Print each of the entries below verbatim, keeping every line unchanged and in its original order.

(Entries for location identification)
— BEGIN —

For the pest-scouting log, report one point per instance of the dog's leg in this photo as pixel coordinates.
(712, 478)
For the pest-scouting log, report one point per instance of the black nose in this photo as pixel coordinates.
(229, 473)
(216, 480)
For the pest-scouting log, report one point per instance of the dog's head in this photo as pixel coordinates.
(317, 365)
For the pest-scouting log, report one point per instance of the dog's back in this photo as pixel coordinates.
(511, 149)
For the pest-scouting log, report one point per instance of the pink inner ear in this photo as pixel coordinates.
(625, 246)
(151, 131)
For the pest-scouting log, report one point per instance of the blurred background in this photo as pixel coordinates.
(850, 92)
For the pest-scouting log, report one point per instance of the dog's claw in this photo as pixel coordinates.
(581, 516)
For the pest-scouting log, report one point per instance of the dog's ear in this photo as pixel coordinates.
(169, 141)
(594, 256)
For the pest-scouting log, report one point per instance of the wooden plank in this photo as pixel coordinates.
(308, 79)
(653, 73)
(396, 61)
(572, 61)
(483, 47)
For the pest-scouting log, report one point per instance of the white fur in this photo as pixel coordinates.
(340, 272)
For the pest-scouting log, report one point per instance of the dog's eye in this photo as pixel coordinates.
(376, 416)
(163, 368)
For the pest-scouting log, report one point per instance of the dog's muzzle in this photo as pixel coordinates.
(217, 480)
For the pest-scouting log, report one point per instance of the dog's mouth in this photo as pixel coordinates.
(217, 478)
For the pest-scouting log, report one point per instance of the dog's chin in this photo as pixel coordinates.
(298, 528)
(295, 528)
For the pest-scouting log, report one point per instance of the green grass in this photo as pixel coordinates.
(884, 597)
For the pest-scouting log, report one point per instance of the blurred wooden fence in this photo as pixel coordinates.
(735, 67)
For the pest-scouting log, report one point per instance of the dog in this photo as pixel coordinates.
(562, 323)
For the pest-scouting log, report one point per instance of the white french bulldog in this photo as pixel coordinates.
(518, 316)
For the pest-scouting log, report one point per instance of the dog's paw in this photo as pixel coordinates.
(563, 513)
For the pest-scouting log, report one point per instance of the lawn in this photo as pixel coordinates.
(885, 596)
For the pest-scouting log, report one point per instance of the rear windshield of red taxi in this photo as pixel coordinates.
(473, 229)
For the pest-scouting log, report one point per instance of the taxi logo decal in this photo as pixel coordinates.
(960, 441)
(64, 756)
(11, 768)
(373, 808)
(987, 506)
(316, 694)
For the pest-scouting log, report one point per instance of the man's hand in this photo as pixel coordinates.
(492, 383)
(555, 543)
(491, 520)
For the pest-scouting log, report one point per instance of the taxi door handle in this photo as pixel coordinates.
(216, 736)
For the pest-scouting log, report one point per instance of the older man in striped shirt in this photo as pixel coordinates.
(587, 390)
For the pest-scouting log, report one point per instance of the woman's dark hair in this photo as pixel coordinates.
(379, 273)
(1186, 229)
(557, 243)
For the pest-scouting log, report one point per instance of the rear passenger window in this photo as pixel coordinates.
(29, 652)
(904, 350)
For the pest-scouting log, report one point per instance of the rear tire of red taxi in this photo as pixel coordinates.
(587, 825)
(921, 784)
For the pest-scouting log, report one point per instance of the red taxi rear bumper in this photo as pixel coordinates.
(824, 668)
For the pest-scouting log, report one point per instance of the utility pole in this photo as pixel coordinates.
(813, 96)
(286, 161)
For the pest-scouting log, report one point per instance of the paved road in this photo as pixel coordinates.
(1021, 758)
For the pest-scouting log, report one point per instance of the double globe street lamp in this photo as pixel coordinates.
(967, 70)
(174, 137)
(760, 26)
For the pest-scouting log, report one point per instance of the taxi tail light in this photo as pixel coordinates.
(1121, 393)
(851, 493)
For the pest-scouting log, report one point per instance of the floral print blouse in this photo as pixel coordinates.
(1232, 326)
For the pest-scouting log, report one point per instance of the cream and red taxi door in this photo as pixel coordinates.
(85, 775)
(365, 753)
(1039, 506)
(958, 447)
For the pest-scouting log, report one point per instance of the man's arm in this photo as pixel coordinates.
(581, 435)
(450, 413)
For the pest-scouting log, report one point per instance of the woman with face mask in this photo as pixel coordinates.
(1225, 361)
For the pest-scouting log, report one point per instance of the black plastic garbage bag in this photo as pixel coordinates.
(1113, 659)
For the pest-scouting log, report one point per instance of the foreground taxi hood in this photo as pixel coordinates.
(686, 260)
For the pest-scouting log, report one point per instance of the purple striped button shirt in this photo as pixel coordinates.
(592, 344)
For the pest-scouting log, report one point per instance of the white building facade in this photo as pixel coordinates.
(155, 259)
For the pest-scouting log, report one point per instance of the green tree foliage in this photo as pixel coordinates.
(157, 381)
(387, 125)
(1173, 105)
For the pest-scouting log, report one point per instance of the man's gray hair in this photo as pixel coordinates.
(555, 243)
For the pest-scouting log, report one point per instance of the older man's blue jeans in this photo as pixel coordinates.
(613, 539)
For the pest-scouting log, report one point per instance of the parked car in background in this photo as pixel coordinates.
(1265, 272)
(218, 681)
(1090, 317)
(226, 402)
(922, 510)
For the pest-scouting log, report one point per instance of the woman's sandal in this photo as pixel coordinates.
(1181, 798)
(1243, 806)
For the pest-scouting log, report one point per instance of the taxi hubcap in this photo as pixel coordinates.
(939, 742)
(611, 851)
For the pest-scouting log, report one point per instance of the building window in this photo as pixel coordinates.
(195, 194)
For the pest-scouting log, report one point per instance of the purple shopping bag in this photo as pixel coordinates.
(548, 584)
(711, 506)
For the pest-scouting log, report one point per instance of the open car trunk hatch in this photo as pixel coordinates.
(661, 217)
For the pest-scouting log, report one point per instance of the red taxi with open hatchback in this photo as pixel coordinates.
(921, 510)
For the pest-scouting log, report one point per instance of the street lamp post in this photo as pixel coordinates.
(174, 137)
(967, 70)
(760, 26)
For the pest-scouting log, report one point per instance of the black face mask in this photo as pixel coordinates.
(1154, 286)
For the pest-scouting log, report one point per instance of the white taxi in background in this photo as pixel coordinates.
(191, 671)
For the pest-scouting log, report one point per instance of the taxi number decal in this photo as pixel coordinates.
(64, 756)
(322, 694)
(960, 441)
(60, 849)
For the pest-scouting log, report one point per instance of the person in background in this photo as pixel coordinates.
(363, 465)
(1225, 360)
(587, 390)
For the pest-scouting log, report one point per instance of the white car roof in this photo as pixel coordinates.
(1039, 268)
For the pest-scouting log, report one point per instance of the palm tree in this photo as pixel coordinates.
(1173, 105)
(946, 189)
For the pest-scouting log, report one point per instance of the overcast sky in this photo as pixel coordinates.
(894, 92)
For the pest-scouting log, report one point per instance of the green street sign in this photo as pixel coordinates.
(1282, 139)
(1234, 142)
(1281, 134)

— END —

RESPONSE TO THE EXERCISE:
For the pest-scouting log, report one point per instance of the dog's leg in this photo as pixel coordinates.
(712, 478)
For the pest-scouting log, report one point per instance of the black nose in this photo as pixel coordinates.
(229, 473)
(216, 480)
For the pest-scouting log, report one point per instance of the dog's head in this photo as pixel coordinates.
(317, 365)
For the pest-scouting log, report one point per instance of the dog's back in this photo as pixel coordinates.
(511, 149)
For the pest-scouting log, report one point per instance of the pink inner ear in this photo as pixel coordinates.
(625, 246)
(151, 131)
For the pest-scouting log, report one point per instance of the blurred background in this photo as pixel coordinates.
(850, 92)
For the pest-scouting log, report one point per instance of the dog's claw in this photo as pixel coordinates.
(581, 516)
For the pest-scouting log, report one point per instance of the dog's ear in this photo as pixel coordinates.
(169, 141)
(594, 256)
For the pest-scouting log, report one point per instance of the wooden plank in this photo as pixel coordinates.
(308, 79)
(653, 73)
(396, 61)
(572, 61)
(483, 47)
For the pest-scouting log, report one point per instance of the white fur in this photo as pixel coordinates.
(340, 272)
For the pest-scouting log, report one point per instance of the dog's eye in this photo as pixel coordinates.
(376, 416)
(163, 368)
For the pest-scouting log, report one point per instance of the dog's muzzle in this photo as pixel coordinates.
(217, 480)
For the pest-scouting log, report one point per instance of the dog's mouth in this photo as pixel coordinates.
(217, 478)
For the pest-scouting log, report one point per instance of the dog's chin in this photo as pixel coordinates.
(298, 528)
(295, 528)
For the pest-scouting log, report one point per instance of the green grass in this photo as pixel coordinates.
(884, 597)
For the pest-scouting log, report one point per instance of the blurred wooden fence in this photo as pixel coordinates.
(735, 67)
For the pest-scouting log, report one point per instance of the dog in this photo as pixel coordinates.
(562, 323)
For the pest-scouting log, report one point per instance of the white french bulldog in this photo as pixel coordinates.
(518, 316)
For the pest-scouting log, report one point per instance of the dog's paw in this photo as pixel coordinates.
(563, 513)
For the pest-scouting log, report one point per instance of the lawn in this photo as pixel coordinates.
(885, 596)
For the pest-scouting log, report one point per instance of the rear windshield of red taxi in this photo as pixel coordinates.
(473, 229)
For the pest-scouting log, report one point per instance of the taxi logo decal in this photo as pixel coordinates.
(960, 441)
(64, 756)
(11, 768)
(373, 808)
(987, 506)
(316, 694)
For the pest-scouting log, report one point per instance of the man's hand in this photo as pixel coordinates.
(492, 383)
(555, 543)
(491, 520)
For the pest-scouting log, report one point per instance of the taxi door handle in this photo as pixel coordinates.
(216, 736)
For the pest-scouting log, report one point per instance of the older man in striped shirt in this photo as pixel coordinates.
(587, 390)
For the pest-scouting log, report one point per instance of the woman's dark hair in this photo as pixel coordinates.
(379, 273)
(1186, 229)
(557, 243)
For the pest-scouting log, report one point per instance of the rear passenger window in this photo as pixel coordinates.
(29, 652)
(904, 350)
For the pest-scouting log, report one point per instance of the rear tire of red taxi in this photo as pixel coordinates.
(587, 825)
(921, 784)
For the pest-scouting log, report one point per instance of the red taxi rear bumper in this photo as pixel coordinates.
(824, 668)
For the pest-scouting log, report one point per instance of the utility pole in this photo as pixel coordinates.
(813, 96)
(286, 161)
For the pest-scouting log, report one point per instance of the paved road in this photo as pixel coordinates.
(1021, 758)
For the pest-scouting log, report one point per instance of the double globe street lamp in this photo as pixel coordinates.
(967, 70)
(174, 137)
(760, 26)
For the pest-scouting log, report one point per instance of the taxi tail light in this photo as pixel coordinates.
(1121, 393)
(851, 493)
For the pest-scouting log, report one point per instance of the floral print blouse in this photo as pixel coordinates.
(1232, 326)
For the pest-scouting log, report one point per instance of the cream and red taxi door in this photo as pixel coordinates.
(85, 775)
(365, 753)
(1039, 506)
(958, 447)
For the pest-scouting log, report one point per instance of the man's arm in this photo as pixel coordinates.
(581, 435)
(450, 413)
For the pest-scouting log, report one point per instance of the woman with face mask in this photo as pixel coordinates.
(1225, 361)
For the pest-scouting log, report one point per instance of the black plastic garbage bag in this photo as pixel coordinates.
(1113, 659)
For the pest-scouting log, report one point per instance of the foreground taxi hood in this photo as pixel coordinates.
(686, 260)
For the pest-scouting log, report one point per instance of the purple striped button shirt in this photo as pixel coordinates.
(592, 344)
For the pest-scouting log, report one point per instance of the white building facade in this photo as pixel coordinates.
(155, 259)
For the pest-scouting log, report one point per instance of the green tree foliage in this photo as pixel coordinates.
(157, 381)
(387, 125)
(1173, 105)
For the pest-scouting log, report one point per instance of the man's gray hair in this photo as pixel coordinates.
(555, 243)
For the pest-scouting log, report one point per instance of the older man's blue jeans in this photo as pixel coordinates.
(613, 539)
For the pest-scouting log, report one point per instance of the parked car in background in this photo as pixel coordinates.
(1265, 272)
(218, 681)
(1090, 317)
(226, 402)
(922, 510)
For the pest-scouting log, report one point per instance of the woman's sandal in this photo as pixel coordinates.
(1181, 798)
(1243, 806)
For the pest-scouting log, report one point per instance of the taxi hubcap in this photo as pixel coordinates.
(939, 742)
(611, 851)
For the pest-scouting log, report one point per instance of the building window in this photo as pixel coordinates.
(195, 194)
For the pest-scouting log, report one point per instance of the purple shopping bag in this photo as pixel coordinates.
(548, 584)
(711, 506)
For the pest-scouting log, report one point per instance of the open car trunk hatch in this photo as pixel coordinates.
(661, 217)
For the pest-scouting log, report one point per instance of the red taxi with open hatchback in this photo as pixel coordinates.
(921, 510)
For the pest-scouting log, report one point per instance of the street lamp post in this photo as pixel coordinates.
(174, 137)
(967, 70)
(760, 26)
For the pest-scouting log, report one point per instance of the black face mask in this photo as pixel coordinates.
(1154, 286)
For the pest-scouting log, report one point per instance of the white taxi in background in this photo as pixel coordinates.
(191, 671)
For the pest-scouting log, report one point per instance of the taxi number decal in this photo as pixel coordinates.
(64, 756)
(322, 694)
(960, 441)
(60, 849)
For the pest-scouting log, report one point per instance of the person in background in this photo as pixel coordinates.
(363, 465)
(1225, 360)
(587, 390)
For the pest-scouting log, report one point per instance of the white car roof in this photo as pixel coordinates.
(1039, 268)
For the pest-scouting log, report one point per instance of the palm tree in this photo as pixel coordinates.
(1173, 105)
(946, 189)
For the pest-scouting log, report one point per instance of the overcast sky in this photo as pixel coordinates.
(894, 92)
For the pest-scouting log, report one point per instance of the green street sign in this photo as pixel coordinates.
(1282, 139)
(1234, 142)
(1281, 134)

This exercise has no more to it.